EXERCISE MATERIAL >>
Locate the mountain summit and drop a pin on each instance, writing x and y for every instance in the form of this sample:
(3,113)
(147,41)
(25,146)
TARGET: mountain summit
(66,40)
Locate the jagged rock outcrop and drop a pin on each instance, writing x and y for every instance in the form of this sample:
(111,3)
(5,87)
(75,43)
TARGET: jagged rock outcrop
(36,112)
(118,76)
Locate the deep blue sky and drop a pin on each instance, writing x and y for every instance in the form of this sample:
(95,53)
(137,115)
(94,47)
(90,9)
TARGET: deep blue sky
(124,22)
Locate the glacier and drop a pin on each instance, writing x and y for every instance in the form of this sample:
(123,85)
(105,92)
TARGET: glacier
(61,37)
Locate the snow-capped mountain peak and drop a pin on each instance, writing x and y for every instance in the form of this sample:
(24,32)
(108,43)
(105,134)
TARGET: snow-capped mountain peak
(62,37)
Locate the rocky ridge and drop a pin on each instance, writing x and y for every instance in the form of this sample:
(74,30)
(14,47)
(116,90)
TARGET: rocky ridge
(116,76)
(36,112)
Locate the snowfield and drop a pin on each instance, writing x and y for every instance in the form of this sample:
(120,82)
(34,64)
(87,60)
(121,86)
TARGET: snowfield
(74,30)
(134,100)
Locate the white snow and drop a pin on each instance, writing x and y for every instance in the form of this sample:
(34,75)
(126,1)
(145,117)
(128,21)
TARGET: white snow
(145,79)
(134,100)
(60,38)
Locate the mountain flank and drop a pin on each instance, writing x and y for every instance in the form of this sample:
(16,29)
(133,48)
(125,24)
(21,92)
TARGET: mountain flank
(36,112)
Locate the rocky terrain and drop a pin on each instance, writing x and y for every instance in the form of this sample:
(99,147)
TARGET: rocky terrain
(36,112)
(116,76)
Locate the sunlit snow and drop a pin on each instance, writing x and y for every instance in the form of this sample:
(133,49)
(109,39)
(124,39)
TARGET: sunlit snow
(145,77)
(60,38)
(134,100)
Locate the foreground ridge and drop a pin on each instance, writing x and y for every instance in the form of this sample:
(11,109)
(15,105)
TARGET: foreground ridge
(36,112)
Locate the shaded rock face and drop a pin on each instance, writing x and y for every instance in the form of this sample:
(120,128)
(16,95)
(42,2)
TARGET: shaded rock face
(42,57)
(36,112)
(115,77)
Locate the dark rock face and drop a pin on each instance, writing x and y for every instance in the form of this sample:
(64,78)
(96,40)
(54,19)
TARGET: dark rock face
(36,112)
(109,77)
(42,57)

YOUR OBJECTIVE >>
Rewrite every line of the data above as a numbered list, skipping any blank lines.

CORRECT OUTPUT >>
1. Locate the mountain summit and drop a pin on each instance, writing x and y for every instance in the form of this sample:
2. (3,113)
3. (147,41)
4. (25,146)
5. TARGET: mountain summit
6. (66,40)
7. Locate the jagged rock outcrop and drop a pin on each instance, writing x and y for every instance in the form of this sample:
8. (111,3)
9. (5,87)
10. (75,43)
11. TARGET: jagged rock outcrop
12. (36,112)
13. (118,76)
14. Locate the deep blue sky and drop a pin on each instance, writing x and y for every instance in the form of this sample:
15. (95,53)
16. (137,115)
17. (94,47)
18. (90,9)
19. TARGET: deep blue sky
20. (124,22)
21. Locate the glacier and drop a pin on each instance, writing x and y for every instance in the form of this sample:
22. (123,85)
23. (105,92)
24. TARGET: glacier
25. (61,37)
26. Locate the snow-capped mountain peak and drop a pin on each instance, writing x and y for every instance in the form of this sample:
27. (24,32)
28. (108,43)
29. (105,134)
30. TARGET: snow-capped mountain peak
31. (62,37)
32. Locate the rocky ridge and drop a pin on each instance, writing x and y for every instance in the form of this sample:
33. (74,30)
34. (14,47)
35. (116,90)
36. TARGET: rocky ridge
37. (116,76)
38. (36,112)
39. Locate the snowfield and drop a pin on each instance, writing x and y for every instance in the form of this sample:
40. (120,82)
41. (34,64)
42. (87,60)
43. (121,86)
44. TARGET: snowfield
45. (74,30)
46. (134,100)
47. Locate the white snow and drop a pin on each instance, writing x and y for every instance in the form of this sample:
48. (34,75)
49. (126,1)
50. (145,117)
51. (128,21)
52. TARGET: white snow
53. (145,79)
54. (134,100)
55. (60,38)
56. Locate the mountain flank and drop a pin on each instance, writing x and y for every instance in the form of this sample:
57. (16,29)
58. (133,48)
59. (125,24)
60. (21,92)
61. TARGET: mountain flank
62. (36,112)
63. Locate the rocky terrain and drop a pin on each instance, writing x and y for every instance in the form of this sample:
64. (99,147)
65. TARGET: rocky terrain
66. (36,112)
67. (116,76)
68. Locate the sunlit snow and drop a pin on each instance, writing x and y for every instance in the form of this sample:
69. (133,49)
70. (109,39)
71. (124,39)
72. TARGET: sunlit snow
73. (145,77)
74. (60,38)
75. (134,100)
76. Locate the foreground ridge and drop a pin on each instance, writing x and y for every instance in the form of this sample:
77. (11,109)
78. (15,105)
79. TARGET: foreground ridge
80. (36,112)
81. Locate the shaded rock face and drop a pin on each instance, writing x and y for every instance in the form of this sample:
82. (120,128)
83. (16,95)
84. (42,2)
85. TARGET: shaded rock face
86. (42,57)
87. (36,112)
88. (115,77)
89. Locate the dark rock face and drop a pin on each instance, writing x and y for every instance in the form of this sample:
90. (64,78)
91. (96,40)
92. (54,19)
93. TARGET: dark rock face
94. (36,112)
95. (109,77)
96. (42,57)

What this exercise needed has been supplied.